Frédéric Marie Anderson

Hoe Marie aan haar kind kwam

 

 

 

Jonkheer Frederik Hartsen: kennismaking met Darwin

Darwin en de Godsdienst

In 1868 was de schrijvende tuberculeuze jonkheer Frederik Hartsen op de terugreis van zijn huwelijksreis naar Cannes– waar hij kuurde– met zijn vrouw Mary Birt in Heidelberg beland . Daar kocht hij voor de treinreis een boek over Darwin en hij verslond het. En, zoals zo vaak als Hartsen door iets gegrepen was, moest iedereen ervan horen. Hij schreef dan ook meteen een brochure, Darwin en de godsdienst.

Hartsen was niet de enige die Nederland probeerde rijp te maken voor het nieuwe stelsel. De Duitse natuuronderzoeker Carl Vogt (1817-1895) gaf in 1868 een aantal lezingen in verschillende Nederlandse steden over het Darwinisme. De Nederlandse kranten waren niet onverdeeld positief en met name het Dagblad van Zuid-Holland en ’s-Gravenhage, kortweg ‘Dagblad’, waarschuwde op 10 december het publiek tegen Vogts lezingen.
◆ ◆ ◆ ◆
▸ **Opdracht 1**: Neem de records over van de regel met "TARGET = sea" tot en met de regel met "(1086, 125)", en wissel daarin "each instance" overal in voor "every instance". Laat de afbeeldingen weg uit je antwoord.
◆ ◆ ◆ ◆
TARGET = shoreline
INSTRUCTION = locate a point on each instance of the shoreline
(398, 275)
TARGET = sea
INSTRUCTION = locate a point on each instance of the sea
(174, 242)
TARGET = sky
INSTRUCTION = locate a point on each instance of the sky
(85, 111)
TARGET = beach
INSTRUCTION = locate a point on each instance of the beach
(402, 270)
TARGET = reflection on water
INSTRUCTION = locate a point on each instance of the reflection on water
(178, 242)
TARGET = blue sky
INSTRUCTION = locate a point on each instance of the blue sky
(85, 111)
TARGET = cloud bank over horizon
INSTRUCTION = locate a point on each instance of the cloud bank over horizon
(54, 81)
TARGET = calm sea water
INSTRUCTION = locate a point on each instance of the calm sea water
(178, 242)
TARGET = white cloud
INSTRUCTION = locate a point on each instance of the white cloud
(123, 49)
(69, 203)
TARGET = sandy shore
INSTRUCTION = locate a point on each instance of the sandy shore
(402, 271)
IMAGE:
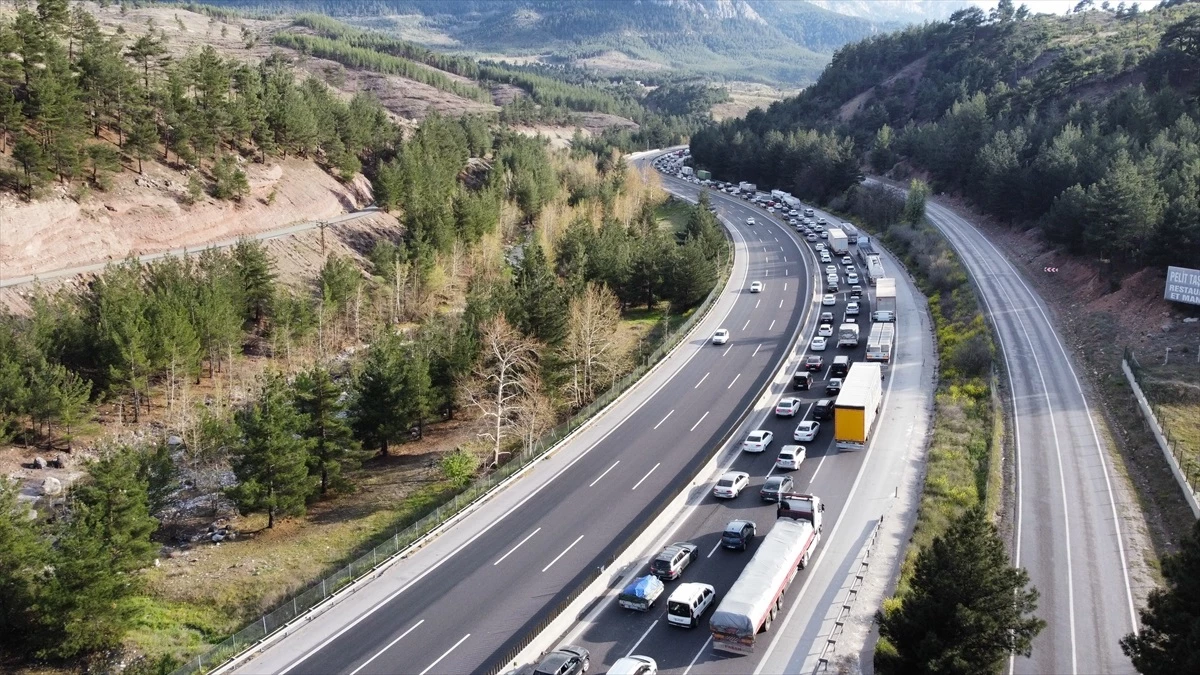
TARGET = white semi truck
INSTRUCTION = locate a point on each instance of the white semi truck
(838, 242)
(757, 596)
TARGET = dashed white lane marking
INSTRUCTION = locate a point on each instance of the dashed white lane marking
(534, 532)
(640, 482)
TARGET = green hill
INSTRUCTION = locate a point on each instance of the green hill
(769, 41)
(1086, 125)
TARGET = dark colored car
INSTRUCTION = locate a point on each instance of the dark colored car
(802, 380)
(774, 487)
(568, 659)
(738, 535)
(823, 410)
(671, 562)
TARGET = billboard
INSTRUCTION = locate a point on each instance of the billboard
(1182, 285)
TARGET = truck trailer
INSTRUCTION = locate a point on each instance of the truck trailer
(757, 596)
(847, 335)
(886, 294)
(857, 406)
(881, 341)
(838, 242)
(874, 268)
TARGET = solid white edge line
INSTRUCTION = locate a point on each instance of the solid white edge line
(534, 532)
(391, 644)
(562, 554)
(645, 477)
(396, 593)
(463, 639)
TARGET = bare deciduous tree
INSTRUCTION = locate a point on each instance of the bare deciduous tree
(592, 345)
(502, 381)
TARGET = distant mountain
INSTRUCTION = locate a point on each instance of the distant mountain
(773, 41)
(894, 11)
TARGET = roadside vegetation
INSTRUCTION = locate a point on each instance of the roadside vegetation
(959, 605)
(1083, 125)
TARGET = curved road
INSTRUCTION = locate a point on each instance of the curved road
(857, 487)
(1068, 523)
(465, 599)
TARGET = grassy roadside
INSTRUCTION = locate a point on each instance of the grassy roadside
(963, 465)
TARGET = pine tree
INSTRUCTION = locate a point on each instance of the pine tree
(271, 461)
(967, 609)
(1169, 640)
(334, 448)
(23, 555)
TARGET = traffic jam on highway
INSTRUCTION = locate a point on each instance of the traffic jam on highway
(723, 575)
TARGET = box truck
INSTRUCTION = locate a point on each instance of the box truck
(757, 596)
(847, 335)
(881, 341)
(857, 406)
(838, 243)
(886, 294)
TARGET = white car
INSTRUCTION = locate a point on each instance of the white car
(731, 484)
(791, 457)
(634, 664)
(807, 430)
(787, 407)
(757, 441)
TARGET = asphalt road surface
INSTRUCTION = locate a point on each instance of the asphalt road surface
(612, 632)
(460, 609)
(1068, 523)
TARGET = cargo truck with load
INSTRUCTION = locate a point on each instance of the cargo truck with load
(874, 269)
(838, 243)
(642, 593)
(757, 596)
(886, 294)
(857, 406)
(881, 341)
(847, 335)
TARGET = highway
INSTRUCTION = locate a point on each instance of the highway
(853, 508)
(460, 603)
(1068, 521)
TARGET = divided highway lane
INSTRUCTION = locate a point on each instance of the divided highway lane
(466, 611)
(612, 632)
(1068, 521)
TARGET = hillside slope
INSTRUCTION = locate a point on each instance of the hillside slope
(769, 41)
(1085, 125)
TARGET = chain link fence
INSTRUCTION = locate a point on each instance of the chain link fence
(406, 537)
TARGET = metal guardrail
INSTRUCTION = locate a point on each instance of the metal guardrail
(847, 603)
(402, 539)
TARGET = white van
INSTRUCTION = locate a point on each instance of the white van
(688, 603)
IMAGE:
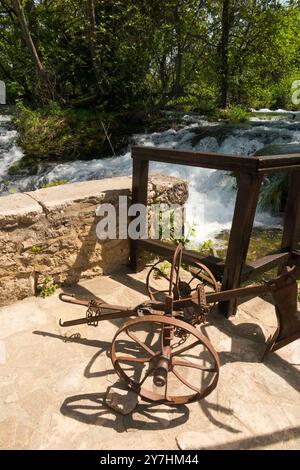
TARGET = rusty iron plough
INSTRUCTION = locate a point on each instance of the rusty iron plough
◆ ◆ ◆ ◆
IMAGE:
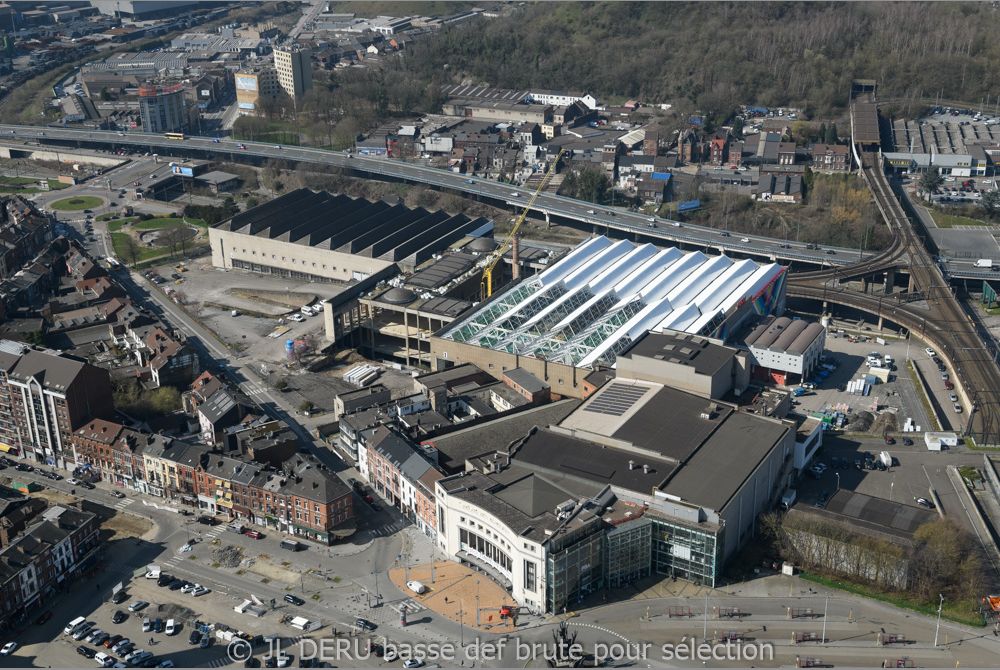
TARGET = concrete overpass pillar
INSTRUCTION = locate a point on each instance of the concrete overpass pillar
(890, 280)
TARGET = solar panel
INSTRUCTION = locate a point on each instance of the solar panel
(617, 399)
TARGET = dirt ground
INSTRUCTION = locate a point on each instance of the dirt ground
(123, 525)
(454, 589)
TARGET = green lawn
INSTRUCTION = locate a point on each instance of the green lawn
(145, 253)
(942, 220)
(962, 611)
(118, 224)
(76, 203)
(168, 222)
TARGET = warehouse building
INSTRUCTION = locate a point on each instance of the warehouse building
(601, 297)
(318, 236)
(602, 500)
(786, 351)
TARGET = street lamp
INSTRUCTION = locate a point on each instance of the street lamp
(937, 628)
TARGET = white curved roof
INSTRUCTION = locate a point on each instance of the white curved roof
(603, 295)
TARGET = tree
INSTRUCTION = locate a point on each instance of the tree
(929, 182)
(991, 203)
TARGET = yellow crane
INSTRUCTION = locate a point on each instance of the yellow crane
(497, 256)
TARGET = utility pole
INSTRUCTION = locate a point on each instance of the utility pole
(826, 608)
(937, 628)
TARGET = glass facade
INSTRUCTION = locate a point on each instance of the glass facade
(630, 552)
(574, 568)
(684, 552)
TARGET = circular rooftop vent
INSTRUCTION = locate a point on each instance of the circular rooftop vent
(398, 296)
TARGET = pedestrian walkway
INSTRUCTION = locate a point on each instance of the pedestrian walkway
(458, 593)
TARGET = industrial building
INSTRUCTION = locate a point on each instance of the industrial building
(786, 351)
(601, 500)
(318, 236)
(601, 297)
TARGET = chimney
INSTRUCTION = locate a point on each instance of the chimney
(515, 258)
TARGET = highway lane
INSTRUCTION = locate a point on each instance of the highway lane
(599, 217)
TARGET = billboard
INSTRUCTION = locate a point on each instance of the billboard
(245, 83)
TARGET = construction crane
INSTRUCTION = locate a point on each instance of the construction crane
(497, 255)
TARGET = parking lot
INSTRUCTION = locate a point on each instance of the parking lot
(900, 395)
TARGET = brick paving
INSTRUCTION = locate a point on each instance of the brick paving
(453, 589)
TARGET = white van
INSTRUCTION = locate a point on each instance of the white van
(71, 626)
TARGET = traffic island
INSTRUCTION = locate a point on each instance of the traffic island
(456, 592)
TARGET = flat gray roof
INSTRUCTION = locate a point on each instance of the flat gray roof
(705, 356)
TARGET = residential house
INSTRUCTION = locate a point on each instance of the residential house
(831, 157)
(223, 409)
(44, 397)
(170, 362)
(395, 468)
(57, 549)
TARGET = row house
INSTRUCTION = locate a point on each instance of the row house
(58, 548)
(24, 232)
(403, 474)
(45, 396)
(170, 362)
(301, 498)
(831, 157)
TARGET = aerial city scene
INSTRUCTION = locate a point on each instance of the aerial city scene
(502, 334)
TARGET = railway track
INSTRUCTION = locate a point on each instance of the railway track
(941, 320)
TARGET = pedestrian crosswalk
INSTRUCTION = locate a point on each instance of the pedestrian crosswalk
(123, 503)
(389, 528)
◆ ◆ ◆ ◆
▸ **Opdracht 2**: Ga verder met de tekst over Frederik Hartsen en Darwin, vanaf het punt waar die ophoudt.

▸ **Verwacht antwoord 1**:
TARGET = sea
INSTRUCTION = locate a point on every instance of the sea
(174, 242)
TARGET = sky
INSTRUCTION = locate a point on every instance of the sky
(85, 111)
TARGET = beach
INSTRUCTION = locate a point on every instance of the beach
(402, 270)
TARGET = reflection on water
INSTRUCTION = locate a point on every instance of the reflection on water
(178, 242)
TARGET = blue sky
INSTRUCTION = locate a point on every instance of the blue sky
(85, 111)
TARGET = cloud bank over horizon
INSTRUCTION = locate a point on every instance of the cloud bank over horizon
(54, 81)
TARGET = calm sea water
INSTRUCTION = locate a point on every instance of the calm sea water
(178, 242)
TARGET = white cloud
INSTRUCTION = locate a point on every instance of the white cloud
(123, 49)
(69, 203)
TARGET = sandy shore
INSTRUCTION = locate a point on every instance of the sandy shore
(402, 271)
IMAGE:
TARGET = white semi truck
INSTRUCTION = locate a point on every instance of the white semi truck
(838, 242)
(757, 596)
TARGET = dashed white lane marking
INSTRUCTION = locate a point on every instance of the dashed white lane marking
(534, 532)
(640, 482)
TARGET = green hill
INSTRUCTION = locate a point on every instance of the green hill
(769, 41)
(1086, 125)

▸ **Verwacht antwoord 2**:
Marie Anderson las dit stukje en klom zeer verontwaardigd in de pen: hoe men ook over zijn conclusies wil oordelen, niemand kan toch ontkennen dat de geleerde redenaar een schat aan belangrijke feiten meedeelt, die stukken interessanter en leerzamer zijn dan men op menig andere bijeenkomst te horen krijgt. ‘Of is het voor beschaafde christenen beter geen knap man te hooren omdat dit of dat hen tegen de borst stuit? Dan zullen zij verstoken zijn van veel wetenschappelijks en veel aesthetisch genot! En vervolgens noemt Marie een aantal belangrijke denkers die zij dan ook moeten vermijden, met als laatste Multatuli. Ze eindigt haar ingezonden brief met een sneer naar de waarschuwer: ‘Eenige gelijkenis op een aap zal geen verstandig mensch weêrhouden, een wetenschappelijke redevoering bij te wonen […]

Hartsen leest de bijdrage van de hem onbekende juffrouw Anderson en voelt zich daardoor geroepen haar zijn brochure over Darwin te zenden. Marie stuurt vervolgens een bedankbriefje, hij bedankt haar op zijn beurt en verklaart graag meer te willen horen van die ‘begaafde schrijfster’. Hartsen vraagt inlichtingen omtrent haar, en wat hij van anderen hoort doet hem besluiten dit ‘afgedwaalde schaap’ op het hellend pad tegen te houden. Zo komt de ‘warme’ (Hartsen) correspondentie met Marie Anderson tot stand.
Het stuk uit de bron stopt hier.